#### Directions
Reproduce the records from the start up to and including the line with "[203,340,240,350]", keeping every request line as it is. Multiply each bounding box coordinate by 1.8 and round it to a whole number, with halves rounding up.

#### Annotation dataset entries

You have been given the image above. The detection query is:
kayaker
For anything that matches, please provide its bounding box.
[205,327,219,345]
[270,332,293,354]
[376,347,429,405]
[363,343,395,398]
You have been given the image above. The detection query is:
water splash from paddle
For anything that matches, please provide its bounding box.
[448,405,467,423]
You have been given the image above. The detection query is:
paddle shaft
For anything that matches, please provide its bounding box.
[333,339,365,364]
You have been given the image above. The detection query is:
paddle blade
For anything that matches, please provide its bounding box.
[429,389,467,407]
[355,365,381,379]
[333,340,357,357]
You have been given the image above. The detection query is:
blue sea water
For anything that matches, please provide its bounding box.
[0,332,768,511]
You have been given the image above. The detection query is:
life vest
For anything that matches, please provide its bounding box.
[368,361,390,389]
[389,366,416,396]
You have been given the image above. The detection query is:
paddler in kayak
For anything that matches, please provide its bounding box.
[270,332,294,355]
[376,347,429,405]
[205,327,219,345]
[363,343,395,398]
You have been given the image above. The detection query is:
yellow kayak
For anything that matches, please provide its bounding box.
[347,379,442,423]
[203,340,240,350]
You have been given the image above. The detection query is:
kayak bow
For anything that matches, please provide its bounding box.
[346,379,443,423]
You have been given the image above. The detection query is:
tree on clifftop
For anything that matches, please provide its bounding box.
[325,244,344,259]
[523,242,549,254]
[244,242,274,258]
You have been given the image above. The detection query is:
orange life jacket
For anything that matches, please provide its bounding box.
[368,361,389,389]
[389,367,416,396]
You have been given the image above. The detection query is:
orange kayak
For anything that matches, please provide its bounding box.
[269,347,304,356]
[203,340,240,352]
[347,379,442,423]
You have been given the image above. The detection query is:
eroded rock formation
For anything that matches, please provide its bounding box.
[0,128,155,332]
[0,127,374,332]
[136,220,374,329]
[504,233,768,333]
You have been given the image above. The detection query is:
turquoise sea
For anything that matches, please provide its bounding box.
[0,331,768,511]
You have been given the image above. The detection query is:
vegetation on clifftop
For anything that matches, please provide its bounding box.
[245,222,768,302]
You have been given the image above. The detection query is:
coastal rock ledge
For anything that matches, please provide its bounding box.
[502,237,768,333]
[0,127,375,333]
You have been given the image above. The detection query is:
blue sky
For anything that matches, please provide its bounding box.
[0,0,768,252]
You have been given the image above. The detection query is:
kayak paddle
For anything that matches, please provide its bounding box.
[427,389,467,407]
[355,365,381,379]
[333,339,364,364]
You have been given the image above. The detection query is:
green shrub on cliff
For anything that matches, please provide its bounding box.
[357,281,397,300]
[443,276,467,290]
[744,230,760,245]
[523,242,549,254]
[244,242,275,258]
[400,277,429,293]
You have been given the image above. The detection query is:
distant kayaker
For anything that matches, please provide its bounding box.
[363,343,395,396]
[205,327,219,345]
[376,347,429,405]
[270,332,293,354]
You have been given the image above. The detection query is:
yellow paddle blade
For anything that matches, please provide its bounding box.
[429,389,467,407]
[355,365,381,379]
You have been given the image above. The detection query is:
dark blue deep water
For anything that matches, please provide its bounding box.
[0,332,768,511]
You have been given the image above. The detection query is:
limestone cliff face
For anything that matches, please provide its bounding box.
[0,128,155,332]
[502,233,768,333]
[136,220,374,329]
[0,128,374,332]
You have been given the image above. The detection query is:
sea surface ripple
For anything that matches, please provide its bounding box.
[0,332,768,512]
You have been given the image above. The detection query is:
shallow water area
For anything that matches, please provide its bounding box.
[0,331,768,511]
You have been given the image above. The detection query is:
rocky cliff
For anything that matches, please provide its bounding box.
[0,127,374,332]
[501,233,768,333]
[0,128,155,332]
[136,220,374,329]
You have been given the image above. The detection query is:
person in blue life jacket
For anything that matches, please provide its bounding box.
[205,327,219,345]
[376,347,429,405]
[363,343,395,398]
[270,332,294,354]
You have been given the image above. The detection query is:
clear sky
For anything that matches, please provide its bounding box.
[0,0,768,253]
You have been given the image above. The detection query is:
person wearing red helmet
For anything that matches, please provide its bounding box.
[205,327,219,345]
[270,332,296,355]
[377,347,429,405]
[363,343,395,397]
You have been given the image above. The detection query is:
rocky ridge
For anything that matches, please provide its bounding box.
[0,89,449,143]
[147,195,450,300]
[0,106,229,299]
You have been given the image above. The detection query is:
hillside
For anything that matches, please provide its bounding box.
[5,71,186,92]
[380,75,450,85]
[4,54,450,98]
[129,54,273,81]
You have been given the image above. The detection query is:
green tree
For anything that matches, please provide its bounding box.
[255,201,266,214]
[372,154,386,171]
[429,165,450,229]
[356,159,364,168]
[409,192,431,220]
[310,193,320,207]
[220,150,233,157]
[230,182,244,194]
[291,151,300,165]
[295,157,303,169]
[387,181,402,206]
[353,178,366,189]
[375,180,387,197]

#### Correct result
You have been given the image above. The detection query is:
kayaker
For anything that matches, please provide its bounding box.
[369,589,394,621]
[486,598,527,637]
[677,625,772,729]
[653,617,711,716]
You have been given the image above. The detection query is:
water splash from paddle
For anything that matches, please provide its bounding box.
[806,729,841,761]
You have been given the image above. The detection query is:
paddle shaft
For anything that matches, please provide its bounding box.
[599,610,657,655]
You have been given the image above. The detection query is:
paddle blade
For anything that matches, please provide its bounding box.
[772,700,841,733]
[639,657,686,682]
[599,612,643,643]
You have been given the image above. The detection query is:
blue sea water
For anything that matches, please provide its bounding box.
[0,598,1382,920]
You have been given the image above. The detection query is:
life vest
For anything that matches, please provide its bounding box.
[662,650,702,700]
[700,659,749,713]
You have been given the image above. The detection query is:
paddler in kayak
For anything that matches, please provide its bounding box.
[486,598,529,639]
[677,625,772,729]
[369,589,394,621]
[653,617,711,716]
You have been given the image above. The detection query is:
yellow kayak
For anything that matches, please provide its bounding box.
[625,682,796,761]
[365,612,432,630]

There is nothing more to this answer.